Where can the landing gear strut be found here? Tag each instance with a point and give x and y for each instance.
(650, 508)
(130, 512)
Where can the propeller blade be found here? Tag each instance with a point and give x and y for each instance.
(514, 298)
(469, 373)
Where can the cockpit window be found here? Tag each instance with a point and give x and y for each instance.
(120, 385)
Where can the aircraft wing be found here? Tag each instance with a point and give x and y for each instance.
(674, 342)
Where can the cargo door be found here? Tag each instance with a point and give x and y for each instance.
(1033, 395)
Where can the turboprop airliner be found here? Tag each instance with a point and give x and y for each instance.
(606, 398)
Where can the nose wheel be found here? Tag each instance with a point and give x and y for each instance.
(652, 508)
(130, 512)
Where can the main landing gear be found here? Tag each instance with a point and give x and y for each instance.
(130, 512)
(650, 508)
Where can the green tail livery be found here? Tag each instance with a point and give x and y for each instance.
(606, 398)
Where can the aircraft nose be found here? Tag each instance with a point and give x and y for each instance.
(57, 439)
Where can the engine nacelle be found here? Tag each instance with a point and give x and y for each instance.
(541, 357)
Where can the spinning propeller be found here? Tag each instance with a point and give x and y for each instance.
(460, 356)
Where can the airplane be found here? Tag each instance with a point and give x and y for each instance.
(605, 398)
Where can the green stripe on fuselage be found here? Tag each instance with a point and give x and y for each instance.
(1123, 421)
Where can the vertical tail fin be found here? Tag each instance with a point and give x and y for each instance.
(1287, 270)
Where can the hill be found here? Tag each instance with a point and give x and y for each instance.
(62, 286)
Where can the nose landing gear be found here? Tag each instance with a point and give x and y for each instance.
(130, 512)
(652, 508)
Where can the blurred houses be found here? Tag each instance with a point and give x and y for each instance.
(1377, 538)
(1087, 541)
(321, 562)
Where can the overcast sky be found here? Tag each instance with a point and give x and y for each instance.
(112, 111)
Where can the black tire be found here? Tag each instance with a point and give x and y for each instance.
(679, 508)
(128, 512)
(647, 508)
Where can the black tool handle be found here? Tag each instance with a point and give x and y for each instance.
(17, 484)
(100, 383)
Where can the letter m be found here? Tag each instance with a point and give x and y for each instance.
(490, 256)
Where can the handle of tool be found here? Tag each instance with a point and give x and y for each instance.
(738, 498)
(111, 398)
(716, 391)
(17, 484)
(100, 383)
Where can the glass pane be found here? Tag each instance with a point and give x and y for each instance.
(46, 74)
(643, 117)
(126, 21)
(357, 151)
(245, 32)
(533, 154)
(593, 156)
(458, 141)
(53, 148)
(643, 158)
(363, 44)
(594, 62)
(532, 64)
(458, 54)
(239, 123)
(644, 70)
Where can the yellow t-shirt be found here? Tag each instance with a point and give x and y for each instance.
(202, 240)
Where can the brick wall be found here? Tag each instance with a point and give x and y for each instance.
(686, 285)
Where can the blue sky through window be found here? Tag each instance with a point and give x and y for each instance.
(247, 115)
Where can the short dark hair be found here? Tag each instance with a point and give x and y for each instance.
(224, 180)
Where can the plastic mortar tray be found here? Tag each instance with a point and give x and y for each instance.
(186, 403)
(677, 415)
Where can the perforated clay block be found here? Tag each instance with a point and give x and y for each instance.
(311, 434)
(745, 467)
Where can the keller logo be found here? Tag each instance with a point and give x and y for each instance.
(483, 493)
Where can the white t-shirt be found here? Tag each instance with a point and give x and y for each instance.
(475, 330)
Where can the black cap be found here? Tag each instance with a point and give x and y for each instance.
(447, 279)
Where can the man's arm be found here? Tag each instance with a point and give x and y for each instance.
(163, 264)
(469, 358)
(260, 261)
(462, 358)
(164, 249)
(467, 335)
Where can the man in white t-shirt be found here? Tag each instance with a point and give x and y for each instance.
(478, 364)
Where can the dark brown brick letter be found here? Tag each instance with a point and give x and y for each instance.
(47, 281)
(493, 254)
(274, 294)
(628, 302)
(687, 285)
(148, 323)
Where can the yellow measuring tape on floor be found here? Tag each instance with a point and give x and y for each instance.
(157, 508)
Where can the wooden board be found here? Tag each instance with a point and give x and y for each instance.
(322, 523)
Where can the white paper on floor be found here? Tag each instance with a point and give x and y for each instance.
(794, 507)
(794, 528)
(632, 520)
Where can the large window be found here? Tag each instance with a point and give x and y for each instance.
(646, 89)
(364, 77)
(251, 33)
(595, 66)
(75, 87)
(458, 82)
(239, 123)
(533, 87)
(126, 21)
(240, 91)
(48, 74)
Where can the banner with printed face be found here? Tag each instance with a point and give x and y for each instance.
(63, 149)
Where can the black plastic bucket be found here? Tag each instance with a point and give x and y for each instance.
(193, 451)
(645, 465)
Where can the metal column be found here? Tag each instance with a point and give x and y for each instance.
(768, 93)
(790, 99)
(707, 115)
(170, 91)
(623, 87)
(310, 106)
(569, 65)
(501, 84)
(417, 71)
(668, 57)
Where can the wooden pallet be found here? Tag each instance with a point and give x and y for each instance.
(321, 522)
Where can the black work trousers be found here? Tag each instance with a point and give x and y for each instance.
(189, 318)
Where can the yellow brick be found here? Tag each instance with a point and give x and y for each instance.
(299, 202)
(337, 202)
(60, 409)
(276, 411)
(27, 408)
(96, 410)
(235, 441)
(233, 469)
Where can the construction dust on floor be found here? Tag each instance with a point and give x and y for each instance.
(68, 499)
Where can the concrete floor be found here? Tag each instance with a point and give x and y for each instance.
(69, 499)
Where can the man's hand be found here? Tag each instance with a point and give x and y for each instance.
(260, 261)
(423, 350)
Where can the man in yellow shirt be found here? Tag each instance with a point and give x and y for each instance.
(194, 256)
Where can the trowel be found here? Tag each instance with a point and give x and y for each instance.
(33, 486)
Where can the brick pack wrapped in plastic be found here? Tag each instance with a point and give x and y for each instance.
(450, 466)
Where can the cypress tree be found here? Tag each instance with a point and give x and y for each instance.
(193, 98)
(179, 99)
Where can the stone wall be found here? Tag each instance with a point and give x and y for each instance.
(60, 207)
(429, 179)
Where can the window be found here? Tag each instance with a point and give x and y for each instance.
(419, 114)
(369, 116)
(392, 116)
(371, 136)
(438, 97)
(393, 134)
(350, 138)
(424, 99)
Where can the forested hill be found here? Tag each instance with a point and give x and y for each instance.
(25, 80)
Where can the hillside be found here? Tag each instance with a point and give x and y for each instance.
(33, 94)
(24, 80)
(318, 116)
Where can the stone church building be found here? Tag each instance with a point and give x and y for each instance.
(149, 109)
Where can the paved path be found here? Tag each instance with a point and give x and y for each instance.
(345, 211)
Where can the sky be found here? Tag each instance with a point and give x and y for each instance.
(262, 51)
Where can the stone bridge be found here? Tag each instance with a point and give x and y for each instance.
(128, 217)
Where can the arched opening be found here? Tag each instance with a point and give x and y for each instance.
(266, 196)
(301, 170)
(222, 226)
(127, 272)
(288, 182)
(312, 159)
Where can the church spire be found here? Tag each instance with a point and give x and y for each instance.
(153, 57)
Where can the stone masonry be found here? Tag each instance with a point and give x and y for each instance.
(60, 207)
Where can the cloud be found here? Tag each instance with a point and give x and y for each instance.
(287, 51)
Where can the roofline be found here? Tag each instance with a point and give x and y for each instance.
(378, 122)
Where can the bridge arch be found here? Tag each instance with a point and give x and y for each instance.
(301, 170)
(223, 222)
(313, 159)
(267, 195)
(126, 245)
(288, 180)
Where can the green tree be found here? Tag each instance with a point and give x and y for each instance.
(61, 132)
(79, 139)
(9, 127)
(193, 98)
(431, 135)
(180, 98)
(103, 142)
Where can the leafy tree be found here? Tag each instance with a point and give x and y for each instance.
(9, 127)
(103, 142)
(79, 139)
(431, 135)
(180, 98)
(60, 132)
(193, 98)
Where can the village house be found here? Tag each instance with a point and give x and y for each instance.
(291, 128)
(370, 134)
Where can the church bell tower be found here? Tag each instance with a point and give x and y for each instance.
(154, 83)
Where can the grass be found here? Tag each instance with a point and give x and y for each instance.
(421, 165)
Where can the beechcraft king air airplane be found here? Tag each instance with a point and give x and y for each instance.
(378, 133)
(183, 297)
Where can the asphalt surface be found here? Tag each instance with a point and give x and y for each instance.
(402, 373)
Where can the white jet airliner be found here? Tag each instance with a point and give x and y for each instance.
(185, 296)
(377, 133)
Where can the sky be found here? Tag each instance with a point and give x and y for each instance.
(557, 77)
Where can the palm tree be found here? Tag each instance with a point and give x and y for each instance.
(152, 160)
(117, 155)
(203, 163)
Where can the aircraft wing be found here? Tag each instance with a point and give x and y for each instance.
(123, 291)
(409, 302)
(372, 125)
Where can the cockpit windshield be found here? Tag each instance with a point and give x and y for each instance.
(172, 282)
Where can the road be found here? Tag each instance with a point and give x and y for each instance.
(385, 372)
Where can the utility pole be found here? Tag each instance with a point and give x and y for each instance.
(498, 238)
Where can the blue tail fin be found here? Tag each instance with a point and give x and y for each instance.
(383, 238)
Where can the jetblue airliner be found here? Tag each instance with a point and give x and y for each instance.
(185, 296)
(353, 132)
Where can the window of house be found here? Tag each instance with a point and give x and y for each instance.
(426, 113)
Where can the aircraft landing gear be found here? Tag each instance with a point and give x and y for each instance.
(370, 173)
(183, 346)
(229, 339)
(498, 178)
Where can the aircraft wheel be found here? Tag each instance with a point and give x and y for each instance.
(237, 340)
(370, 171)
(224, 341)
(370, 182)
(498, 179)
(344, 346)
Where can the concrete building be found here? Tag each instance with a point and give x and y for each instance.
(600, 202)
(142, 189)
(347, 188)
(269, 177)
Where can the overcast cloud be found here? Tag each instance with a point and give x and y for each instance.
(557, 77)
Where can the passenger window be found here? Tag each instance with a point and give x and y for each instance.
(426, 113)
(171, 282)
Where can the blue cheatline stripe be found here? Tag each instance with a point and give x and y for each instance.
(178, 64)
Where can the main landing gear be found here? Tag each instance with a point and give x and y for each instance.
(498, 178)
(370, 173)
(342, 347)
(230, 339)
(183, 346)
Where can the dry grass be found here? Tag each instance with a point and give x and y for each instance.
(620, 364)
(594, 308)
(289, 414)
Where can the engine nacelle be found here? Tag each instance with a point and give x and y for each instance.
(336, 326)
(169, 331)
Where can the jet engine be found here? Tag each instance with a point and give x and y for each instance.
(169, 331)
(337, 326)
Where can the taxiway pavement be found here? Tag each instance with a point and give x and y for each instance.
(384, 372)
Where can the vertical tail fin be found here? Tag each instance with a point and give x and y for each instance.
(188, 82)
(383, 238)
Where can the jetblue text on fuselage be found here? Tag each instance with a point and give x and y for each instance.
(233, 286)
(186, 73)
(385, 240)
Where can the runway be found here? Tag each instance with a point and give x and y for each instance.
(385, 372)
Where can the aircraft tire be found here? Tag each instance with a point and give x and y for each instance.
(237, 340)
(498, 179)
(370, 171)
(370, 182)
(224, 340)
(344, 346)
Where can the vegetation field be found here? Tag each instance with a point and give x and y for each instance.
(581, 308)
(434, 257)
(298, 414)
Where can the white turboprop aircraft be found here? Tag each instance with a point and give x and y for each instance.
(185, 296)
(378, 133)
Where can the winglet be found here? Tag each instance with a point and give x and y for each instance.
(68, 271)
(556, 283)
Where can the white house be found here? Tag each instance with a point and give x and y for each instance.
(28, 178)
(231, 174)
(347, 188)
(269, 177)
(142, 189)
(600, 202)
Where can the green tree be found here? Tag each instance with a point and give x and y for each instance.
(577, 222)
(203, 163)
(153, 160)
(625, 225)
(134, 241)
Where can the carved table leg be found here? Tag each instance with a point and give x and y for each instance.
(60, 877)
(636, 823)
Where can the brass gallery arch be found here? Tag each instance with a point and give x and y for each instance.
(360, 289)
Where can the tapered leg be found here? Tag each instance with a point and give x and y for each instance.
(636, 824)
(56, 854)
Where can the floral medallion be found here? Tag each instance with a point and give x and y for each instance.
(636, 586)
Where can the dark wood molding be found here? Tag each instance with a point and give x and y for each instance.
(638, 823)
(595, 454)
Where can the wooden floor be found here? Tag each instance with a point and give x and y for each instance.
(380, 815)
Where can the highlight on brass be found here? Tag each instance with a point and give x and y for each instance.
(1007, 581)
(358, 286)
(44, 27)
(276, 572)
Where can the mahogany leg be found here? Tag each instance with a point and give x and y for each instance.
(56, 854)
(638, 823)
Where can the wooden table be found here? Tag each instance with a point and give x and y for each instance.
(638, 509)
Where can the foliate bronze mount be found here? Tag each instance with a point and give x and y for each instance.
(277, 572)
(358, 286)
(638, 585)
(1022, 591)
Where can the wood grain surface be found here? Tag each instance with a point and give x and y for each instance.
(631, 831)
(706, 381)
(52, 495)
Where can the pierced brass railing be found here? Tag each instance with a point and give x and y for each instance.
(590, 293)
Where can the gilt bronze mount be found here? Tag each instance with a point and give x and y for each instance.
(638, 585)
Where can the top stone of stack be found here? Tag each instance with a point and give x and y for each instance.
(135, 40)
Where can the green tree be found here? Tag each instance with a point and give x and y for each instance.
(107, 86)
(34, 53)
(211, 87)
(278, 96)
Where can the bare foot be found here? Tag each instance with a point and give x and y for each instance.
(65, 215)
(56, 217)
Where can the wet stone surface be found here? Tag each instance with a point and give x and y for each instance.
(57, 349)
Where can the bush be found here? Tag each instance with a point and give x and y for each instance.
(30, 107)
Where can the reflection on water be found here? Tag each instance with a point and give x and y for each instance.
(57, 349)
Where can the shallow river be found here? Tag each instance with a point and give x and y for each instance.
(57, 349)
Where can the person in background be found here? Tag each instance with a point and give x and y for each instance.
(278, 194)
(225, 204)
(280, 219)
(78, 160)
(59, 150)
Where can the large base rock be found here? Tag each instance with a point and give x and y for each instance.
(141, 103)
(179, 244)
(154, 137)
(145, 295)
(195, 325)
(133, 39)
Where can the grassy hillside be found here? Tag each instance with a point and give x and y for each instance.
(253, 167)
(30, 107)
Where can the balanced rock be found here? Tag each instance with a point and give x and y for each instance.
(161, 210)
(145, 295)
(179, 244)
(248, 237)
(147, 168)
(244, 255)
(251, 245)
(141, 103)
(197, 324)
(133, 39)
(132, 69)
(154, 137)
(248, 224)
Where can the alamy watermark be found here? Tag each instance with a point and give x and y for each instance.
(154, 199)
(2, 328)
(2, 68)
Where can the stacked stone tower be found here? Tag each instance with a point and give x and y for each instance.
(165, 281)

______________________________

Copy, word for word, the line that contains "Where can the stacked" and every line after it through the end of the records, and nothing else.

Where can the stacked stone tower be found here? Tag each instance with a point and give x and y for each instance.
(165, 281)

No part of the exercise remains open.